* **Do this**
Please carry on the Lifo architecture overview, picking up right after its closing line about the 80+ Unix commands.

* **Reading passage**
****
High-Level Architecture

Lifo is organized as a stack of layers, each building on the one below:

Layer Responsibilities

Terminal Layer

The terminal handles raw user input/output using xterm.js. It provides:
  • Character-by-character input processing
  • ANSI escape sequence rendering
  • Terminal emulation (VT100/xterm-256color)
The terminal implements the ITerminal interface and can be either visual (attached to a DOM element) or headless (for programmatic use).

Shell Layer

The shell is a full POSIX-like command interpreter with:
  • Lexer: Tokenizes input, handles quotes, escapes, variables, and command substitution
  • Parser: Builds an AST from tokens, supporting compound commands (if/for/while/case)
  • Interpreter: Executes the AST, managing pipes, redirections, and background jobs
  • Line editing: Cursor movement, history navigation, tab completion
  • Job control: Background jobs (&), job table, fg/bg builtins
See Shell for implementation details.

Command Registry

The command registry is a map from command names to implementations. Commands are async functions that receive a CommandContext: 
export interface CommandContext {
  args: string[];           // Command arguments
  env: Record<string, string>;  // Environment variables
  cwd: string;              // Current working directory
  vfs: VFS;                 // Filesystem access
  stdout: CommandOutputStream;  // Standard output
  stderr: CommandOutputStream;  // Standard error
  signal: AbortSignal;      // Cancellation signal (Ctrl+C)
  stdin?: CommandInputStream;   // Standard input
  setRawMode?: (enabled: boolean) => void;  // For interactive commands
}

export type Command = (ctx: CommandContext) => Promise<number>;  // Exit code
Lifo includes 80+ Unix commands: ls, cat, grep, sed, awk, tar, git, npm, node, and more.
****
* **Provided records**
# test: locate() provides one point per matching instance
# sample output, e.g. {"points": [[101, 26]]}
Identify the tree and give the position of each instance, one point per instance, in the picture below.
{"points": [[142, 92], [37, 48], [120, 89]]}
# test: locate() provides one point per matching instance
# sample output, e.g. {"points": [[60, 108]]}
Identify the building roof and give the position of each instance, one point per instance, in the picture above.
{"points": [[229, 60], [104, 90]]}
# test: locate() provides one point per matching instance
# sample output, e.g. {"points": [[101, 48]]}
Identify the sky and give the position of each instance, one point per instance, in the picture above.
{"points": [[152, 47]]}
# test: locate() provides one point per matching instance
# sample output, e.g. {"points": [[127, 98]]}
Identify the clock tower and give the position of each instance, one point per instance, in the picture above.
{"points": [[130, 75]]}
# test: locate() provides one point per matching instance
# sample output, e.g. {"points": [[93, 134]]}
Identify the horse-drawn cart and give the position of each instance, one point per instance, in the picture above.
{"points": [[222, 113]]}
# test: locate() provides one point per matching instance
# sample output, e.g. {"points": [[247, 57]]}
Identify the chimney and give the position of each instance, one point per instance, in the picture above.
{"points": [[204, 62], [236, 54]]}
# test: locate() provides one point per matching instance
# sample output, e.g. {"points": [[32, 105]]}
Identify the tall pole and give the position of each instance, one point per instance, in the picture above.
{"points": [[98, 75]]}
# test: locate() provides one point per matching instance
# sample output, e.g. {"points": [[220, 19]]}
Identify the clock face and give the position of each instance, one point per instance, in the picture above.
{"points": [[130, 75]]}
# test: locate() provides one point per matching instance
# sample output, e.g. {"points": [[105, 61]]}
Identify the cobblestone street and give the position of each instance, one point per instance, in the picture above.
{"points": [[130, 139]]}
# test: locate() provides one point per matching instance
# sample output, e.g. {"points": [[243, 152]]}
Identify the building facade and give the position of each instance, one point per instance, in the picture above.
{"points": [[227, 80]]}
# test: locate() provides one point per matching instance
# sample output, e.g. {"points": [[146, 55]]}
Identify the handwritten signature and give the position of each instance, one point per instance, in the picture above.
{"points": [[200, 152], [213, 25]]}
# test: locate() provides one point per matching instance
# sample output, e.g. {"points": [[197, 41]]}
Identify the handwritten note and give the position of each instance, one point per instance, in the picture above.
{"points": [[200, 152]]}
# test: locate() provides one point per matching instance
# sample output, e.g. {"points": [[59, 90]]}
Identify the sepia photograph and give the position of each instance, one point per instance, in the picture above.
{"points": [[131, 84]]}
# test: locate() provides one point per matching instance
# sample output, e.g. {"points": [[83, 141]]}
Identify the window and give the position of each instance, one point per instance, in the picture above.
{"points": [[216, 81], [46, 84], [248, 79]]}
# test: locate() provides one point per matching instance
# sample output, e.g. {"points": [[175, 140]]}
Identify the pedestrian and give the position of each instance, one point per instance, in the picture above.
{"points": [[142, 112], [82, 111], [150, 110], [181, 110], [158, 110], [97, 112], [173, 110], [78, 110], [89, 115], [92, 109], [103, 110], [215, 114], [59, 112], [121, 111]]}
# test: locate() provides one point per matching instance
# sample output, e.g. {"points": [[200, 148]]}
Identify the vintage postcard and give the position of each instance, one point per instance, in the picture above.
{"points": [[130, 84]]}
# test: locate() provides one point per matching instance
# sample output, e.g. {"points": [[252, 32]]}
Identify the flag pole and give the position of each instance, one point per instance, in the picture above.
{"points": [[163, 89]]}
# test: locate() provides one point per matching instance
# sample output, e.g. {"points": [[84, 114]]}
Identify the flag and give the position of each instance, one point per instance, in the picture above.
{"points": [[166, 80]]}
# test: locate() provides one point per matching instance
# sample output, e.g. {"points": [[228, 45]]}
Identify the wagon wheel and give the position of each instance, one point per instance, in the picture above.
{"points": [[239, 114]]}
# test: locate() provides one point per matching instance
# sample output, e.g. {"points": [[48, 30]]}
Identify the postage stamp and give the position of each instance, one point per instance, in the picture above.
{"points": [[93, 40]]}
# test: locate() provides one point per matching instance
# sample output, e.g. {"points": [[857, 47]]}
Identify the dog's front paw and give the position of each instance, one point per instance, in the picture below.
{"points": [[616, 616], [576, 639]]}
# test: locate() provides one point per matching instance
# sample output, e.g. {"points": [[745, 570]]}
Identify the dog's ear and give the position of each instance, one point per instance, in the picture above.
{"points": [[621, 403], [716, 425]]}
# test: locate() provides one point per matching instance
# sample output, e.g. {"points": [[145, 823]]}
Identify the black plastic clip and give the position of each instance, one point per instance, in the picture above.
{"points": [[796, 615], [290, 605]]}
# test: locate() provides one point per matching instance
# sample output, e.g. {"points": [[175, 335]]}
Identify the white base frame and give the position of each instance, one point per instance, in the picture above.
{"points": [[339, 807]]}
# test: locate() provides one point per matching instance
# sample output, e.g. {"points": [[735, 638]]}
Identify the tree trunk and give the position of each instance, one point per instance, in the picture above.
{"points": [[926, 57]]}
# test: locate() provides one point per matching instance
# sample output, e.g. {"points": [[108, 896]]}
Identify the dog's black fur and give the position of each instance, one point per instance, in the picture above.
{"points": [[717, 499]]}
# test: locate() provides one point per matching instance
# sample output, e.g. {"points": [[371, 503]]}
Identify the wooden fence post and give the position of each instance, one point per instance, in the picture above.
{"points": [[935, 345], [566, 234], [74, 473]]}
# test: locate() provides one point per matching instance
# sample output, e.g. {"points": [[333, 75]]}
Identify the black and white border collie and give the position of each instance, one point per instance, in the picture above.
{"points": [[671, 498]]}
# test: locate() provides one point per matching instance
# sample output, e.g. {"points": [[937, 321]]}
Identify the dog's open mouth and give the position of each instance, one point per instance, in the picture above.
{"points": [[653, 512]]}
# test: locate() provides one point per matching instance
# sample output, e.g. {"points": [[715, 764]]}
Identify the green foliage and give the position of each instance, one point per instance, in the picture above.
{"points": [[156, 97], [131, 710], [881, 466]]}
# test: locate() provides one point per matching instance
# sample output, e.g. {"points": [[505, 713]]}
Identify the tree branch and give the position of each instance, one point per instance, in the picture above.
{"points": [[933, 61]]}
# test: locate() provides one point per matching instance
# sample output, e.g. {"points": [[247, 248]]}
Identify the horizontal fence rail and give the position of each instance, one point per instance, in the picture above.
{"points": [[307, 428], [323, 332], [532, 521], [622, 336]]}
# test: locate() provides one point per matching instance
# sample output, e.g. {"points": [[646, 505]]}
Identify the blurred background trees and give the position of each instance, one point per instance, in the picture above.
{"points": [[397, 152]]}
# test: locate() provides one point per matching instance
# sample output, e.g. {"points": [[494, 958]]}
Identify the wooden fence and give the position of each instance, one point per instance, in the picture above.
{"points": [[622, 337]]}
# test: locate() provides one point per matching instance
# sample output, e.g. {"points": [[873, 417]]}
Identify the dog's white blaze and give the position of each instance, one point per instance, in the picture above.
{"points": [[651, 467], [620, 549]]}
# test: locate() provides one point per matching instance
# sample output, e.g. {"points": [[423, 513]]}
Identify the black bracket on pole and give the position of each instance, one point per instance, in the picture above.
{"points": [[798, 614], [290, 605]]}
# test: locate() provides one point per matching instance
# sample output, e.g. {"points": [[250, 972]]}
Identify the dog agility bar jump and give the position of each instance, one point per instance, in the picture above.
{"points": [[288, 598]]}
****
* **Written response**
Commands can be dynamically registered at runtime, making Lifo extensible. The lifo package manager installs commands by writing them to /usr/share/pkg/node_modules and updating the registry.

Node.js Compatibility Layer

Lifo provides shims for Node.js core modules, allowing unmodified npm packages to run:
  • fs - Delegates to VFS
  • path - POSIX path utilities
  • process - Environment variables, argv, cwd, exit codes
  • stream - Readable/Writable streams
  • buffer - Uint8Array-based Buffer implementation
  • http - Virtual HTTP server using the port registry
  • crypto - Backed by Web Crypto API
  • events - EventEmitter implementation
When bundling with tools like esbuild or Rollup, configure them to leave these imports unresolved: 
// esbuild example
esbuild.build({
  external: ['fs', 'path', 'process'],
  // ...
});
At runtime, Lifo’s import map resolves these to the compatibility layer.

Virtual Filesystem (VFS)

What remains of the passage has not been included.